WHAT THIS TASK INVOLVES = Without including any pictures, return the records below exactly as written.

MATERIAL SUPPLIED =
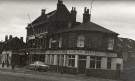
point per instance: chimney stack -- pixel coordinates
(21, 38)
(10, 37)
(6, 37)
(43, 12)
(86, 15)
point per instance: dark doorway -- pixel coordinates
(82, 64)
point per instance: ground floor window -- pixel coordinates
(71, 60)
(95, 62)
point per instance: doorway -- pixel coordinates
(82, 64)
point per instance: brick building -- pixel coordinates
(11, 51)
(57, 39)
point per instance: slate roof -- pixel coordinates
(90, 26)
(60, 14)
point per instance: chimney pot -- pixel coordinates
(21, 38)
(6, 37)
(43, 12)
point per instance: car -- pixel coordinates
(38, 66)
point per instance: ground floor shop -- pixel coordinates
(99, 64)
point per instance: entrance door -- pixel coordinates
(82, 64)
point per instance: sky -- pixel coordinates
(116, 15)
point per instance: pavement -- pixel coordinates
(52, 76)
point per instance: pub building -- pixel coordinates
(68, 46)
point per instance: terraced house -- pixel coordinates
(57, 39)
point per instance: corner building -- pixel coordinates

SOLUTION FOR THIS TASK =
point per instance: chimney stack -- pixel coordinates
(21, 38)
(10, 37)
(6, 37)
(43, 12)
(86, 15)
point per instance: dark doorway -- pixel coordinates
(82, 64)
point per instance: ground floor window -- pixel coordinates
(71, 60)
(95, 62)
point per instance: doorway -- pixel coordinates
(82, 64)
point per instance: brick building -- pixel coordinates
(11, 51)
(57, 39)
point per instance: slate roof -- pixel coordinates
(90, 26)
(60, 14)
point per instance: chimney pot -- pixel coordinates
(21, 38)
(6, 37)
(43, 12)
point per instance: car -- pixel coordinates
(38, 66)
point per instance: ground floor shop -- pixel coordinates
(99, 64)
point per instance: entrance door -- pixel coordinates
(82, 64)
point per instance: sky -- pixel coordinates
(116, 15)
point per instance: pavement -- pixel coordinates
(52, 76)
point per instance: pub building -- pixel coordinates
(68, 46)
point per instance: terraced house -- pixel coordinates
(57, 39)
point per instance: corner building -- pixel coordinates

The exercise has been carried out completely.